Work item | Below are lines of data, and only some are wanted. Please repeat exactly those from the line that has "[ ] locate the green tree" through the line that has "[ ] locate the stone staircase".

Dataset entries
· · ·
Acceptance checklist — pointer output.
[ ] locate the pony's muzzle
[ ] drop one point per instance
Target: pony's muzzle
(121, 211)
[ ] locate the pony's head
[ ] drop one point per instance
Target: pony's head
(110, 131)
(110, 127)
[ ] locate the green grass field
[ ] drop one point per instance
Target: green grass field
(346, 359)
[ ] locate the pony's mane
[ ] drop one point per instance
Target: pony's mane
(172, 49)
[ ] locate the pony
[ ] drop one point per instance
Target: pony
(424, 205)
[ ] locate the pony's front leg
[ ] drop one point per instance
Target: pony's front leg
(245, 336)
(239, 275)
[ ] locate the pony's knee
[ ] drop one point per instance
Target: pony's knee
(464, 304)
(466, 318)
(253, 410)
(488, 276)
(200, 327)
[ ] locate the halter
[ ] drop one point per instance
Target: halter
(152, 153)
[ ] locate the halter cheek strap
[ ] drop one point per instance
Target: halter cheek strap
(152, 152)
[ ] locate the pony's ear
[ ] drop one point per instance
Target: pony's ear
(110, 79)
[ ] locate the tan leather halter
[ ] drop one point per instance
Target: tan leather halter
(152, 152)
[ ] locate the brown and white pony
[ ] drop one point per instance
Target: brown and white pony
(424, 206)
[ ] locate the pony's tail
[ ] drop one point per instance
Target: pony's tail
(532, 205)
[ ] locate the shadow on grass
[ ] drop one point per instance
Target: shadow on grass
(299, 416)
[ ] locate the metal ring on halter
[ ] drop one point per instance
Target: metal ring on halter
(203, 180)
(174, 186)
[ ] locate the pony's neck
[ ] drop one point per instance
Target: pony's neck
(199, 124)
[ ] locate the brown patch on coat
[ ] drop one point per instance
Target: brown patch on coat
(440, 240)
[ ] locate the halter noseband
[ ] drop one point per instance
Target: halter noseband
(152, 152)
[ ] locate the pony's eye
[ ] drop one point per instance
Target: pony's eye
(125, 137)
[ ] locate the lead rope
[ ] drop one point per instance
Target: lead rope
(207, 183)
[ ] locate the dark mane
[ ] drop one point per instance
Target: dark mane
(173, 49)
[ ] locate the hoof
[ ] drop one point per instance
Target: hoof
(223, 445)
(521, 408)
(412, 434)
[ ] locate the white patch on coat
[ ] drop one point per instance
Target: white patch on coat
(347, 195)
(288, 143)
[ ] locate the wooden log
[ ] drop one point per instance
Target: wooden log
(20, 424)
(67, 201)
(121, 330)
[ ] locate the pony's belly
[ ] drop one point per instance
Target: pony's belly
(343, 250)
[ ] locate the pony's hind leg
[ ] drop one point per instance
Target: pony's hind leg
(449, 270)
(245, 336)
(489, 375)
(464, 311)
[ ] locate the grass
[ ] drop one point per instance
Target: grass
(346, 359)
· · ·
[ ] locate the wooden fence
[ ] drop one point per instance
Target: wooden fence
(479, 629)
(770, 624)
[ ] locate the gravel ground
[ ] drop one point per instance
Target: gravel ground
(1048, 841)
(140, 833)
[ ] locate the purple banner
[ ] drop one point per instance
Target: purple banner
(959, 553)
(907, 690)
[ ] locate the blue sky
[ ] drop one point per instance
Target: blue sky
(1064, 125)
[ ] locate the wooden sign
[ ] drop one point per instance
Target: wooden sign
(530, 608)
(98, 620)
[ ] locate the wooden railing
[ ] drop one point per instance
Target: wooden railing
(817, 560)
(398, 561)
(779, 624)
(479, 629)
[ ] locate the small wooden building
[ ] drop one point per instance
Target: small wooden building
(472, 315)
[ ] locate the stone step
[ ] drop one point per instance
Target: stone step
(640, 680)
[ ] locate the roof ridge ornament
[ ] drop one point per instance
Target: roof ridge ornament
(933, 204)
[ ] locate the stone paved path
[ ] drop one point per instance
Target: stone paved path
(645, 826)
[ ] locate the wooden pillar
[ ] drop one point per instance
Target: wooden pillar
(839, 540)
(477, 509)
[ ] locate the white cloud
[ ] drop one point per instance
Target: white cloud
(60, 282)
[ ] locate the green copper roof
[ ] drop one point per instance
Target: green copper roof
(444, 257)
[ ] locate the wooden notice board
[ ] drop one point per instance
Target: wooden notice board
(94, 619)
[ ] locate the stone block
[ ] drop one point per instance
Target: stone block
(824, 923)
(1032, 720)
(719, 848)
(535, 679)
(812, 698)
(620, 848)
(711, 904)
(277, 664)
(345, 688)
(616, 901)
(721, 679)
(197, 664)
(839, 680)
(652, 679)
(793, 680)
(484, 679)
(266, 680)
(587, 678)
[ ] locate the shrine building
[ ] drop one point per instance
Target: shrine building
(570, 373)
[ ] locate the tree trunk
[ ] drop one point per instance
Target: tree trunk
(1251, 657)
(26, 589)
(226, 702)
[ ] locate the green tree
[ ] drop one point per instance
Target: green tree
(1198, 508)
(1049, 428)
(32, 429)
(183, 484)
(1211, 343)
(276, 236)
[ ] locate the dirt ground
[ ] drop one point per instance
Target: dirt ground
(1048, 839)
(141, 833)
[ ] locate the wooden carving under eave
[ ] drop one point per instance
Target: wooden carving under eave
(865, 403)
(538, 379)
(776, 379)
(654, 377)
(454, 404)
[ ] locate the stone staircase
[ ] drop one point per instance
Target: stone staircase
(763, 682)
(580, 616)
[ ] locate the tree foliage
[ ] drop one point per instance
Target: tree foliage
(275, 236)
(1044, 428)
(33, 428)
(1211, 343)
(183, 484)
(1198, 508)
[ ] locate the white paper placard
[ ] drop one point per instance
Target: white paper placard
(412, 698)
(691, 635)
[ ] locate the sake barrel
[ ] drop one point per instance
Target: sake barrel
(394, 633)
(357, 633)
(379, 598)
· · ·
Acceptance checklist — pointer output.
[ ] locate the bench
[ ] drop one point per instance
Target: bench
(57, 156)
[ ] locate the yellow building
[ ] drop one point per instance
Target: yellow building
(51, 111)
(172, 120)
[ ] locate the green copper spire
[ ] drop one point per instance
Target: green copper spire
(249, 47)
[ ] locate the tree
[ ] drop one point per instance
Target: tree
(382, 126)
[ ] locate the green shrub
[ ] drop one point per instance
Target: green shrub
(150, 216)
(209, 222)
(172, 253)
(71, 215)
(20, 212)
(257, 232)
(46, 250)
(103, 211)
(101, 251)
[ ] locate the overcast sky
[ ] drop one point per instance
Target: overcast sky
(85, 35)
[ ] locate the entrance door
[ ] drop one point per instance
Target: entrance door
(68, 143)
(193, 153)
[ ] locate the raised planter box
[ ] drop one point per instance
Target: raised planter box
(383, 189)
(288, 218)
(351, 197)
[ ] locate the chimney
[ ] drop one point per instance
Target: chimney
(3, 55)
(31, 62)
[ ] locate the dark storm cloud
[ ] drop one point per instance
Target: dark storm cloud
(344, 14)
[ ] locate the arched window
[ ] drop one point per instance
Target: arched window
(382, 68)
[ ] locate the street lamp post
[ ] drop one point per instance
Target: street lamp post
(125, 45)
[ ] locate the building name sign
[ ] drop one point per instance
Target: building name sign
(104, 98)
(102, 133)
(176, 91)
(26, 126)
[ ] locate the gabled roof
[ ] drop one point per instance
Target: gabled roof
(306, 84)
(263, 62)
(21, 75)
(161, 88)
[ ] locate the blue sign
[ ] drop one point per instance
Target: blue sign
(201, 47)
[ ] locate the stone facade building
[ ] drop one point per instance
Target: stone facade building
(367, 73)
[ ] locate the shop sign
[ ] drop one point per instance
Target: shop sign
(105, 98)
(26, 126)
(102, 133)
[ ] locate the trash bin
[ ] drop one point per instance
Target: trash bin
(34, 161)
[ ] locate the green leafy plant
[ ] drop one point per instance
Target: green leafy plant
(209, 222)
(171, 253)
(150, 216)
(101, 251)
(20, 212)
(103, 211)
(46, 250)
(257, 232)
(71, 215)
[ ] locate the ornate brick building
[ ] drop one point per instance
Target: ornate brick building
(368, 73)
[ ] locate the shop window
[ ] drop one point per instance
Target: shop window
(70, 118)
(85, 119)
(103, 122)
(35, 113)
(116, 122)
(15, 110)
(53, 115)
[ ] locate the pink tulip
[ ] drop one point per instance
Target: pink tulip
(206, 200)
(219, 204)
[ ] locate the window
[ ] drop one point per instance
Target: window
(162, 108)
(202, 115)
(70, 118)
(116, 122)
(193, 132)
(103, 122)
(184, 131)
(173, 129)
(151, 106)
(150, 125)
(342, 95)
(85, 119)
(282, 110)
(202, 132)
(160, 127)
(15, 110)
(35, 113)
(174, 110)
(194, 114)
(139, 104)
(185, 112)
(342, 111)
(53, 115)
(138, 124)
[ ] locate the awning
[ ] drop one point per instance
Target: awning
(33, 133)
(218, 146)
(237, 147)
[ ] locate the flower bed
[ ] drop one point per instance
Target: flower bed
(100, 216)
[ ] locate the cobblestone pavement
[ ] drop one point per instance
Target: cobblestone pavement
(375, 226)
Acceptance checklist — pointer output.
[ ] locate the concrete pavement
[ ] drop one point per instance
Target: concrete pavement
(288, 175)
· · ·
Answer to this problem |
[ ] locate the green tree
[ ] drop one point per instance
Target: green tree
(1198, 508)
(1049, 428)
(32, 429)
(183, 484)
(1211, 343)
(276, 236)
[ ] locate the dirt ground
[ ] drop one point per instance
Target: dirt ground
(1048, 839)
(141, 833)
[ ] locate the wooden carving under eave
[ ] drop one point per instance
Target: wooden carving under eave
(865, 403)
(538, 379)
(776, 379)
(654, 377)
(454, 404)
[ ] locate the stone staircase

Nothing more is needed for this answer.